#### Materials provided

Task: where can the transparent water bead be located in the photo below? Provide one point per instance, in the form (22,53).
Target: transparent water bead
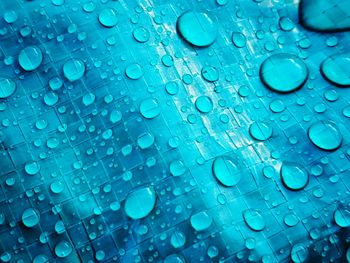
(325,135)
(63,249)
(226,171)
(140,203)
(293,176)
(7,87)
(299,253)
(204,104)
(30,217)
(254,219)
(325,15)
(336,69)
(30,58)
(134,71)
(260,131)
(74,69)
(108,17)
(342,216)
(283,73)
(149,108)
(201,221)
(141,34)
(197,28)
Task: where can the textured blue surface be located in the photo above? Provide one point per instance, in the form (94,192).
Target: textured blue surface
(122,142)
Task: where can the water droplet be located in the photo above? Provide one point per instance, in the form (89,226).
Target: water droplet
(7,87)
(74,69)
(141,34)
(325,135)
(149,108)
(140,203)
(283,73)
(30,217)
(134,71)
(63,249)
(204,104)
(197,28)
(299,253)
(178,239)
(260,131)
(32,168)
(201,221)
(210,74)
(238,39)
(293,176)
(30,58)
(226,171)
(325,16)
(108,17)
(336,69)
(342,216)
(254,219)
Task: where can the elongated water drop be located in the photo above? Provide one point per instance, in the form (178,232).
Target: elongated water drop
(197,28)
(140,203)
(293,176)
(283,73)
(336,69)
(325,135)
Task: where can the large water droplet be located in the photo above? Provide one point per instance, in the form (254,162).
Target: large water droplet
(325,15)
(149,108)
(30,58)
(283,73)
(254,219)
(30,217)
(342,216)
(226,171)
(140,203)
(108,17)
(63,249)
(74,69)
(325,135)
(7,87)
(201,221)
(336,69)
(260,131)
(197,28)
(293,176)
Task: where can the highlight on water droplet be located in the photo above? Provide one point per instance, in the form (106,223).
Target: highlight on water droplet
(342,216)
(30,217)
(108,17)
(7,87)
(226,171)
(325,135)
(197,28)
(74,69)
(140,203)
(149,108)
(30,58)
(336,69)
(284,73)
(294,176)
(254,219)
(260,131)
(204,104)
(201,221)
(134,71)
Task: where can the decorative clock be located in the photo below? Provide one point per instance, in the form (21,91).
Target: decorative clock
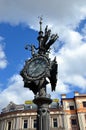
(36,68)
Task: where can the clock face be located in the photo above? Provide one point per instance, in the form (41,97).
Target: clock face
(37,67)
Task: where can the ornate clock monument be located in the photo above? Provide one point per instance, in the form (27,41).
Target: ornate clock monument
(36,72)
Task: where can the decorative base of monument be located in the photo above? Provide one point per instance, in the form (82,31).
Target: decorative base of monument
(43,113)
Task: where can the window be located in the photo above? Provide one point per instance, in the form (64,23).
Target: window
(73,122)
(35,123)
(9,125)
(25,123)
(55,122)
(84,104)
(71,107)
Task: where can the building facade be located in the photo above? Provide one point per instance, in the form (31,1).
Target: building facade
(69,115)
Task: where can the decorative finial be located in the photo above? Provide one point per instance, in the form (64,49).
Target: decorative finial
(40,22)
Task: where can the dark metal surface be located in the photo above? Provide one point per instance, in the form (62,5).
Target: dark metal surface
(35,74)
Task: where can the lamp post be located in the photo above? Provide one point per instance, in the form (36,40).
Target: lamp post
(35,74)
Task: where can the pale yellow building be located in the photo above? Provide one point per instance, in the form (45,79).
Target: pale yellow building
(70,114)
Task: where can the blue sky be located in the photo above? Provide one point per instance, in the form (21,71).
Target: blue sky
(19,25)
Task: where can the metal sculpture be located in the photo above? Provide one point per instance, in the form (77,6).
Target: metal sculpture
(35,74)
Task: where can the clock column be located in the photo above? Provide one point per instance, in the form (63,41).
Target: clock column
(42,100)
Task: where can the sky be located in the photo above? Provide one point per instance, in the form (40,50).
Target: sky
(19,26)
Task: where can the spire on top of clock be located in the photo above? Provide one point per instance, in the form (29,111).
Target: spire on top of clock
(40,37)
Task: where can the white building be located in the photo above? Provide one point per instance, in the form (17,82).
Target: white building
(71,115)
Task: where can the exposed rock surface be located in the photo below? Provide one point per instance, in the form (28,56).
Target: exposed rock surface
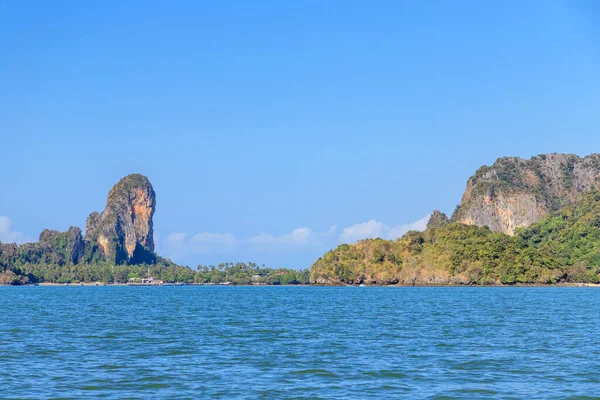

########

**What the exercise asks**
Take the entries above and return only the lines from the one with "Target: water droplet" to the one with "Task: where can the large", both included, unchanged.

**Result of the exercise**
Target: water droplet
(7,87)
(74,69)
(141,34)
(325,135)
(149,108)
(140,203)
(283,73)
(30,217)
(134,71)
(63,249)
(204,104)
(197,28)
(299,253)
(178,239)
(260,131)
(32,168)
(201,221)
(210,74)
(238,39)
(293,176)
(30,58)
(226,171)
(325,16)
(108,17)
(336,69)
(342,216)
(254,219)
Task: where can the elongated water drop be located in the photo above? Provide one point per instance, in the form (178,232).
Target: elongated water drop
(197,28)
(140,203)
(293,176)
(283,73)
(336,69)
(325,135)
Task: where can the large water droplet be located in the photo above? Provide one point per instance, in the form (254,162).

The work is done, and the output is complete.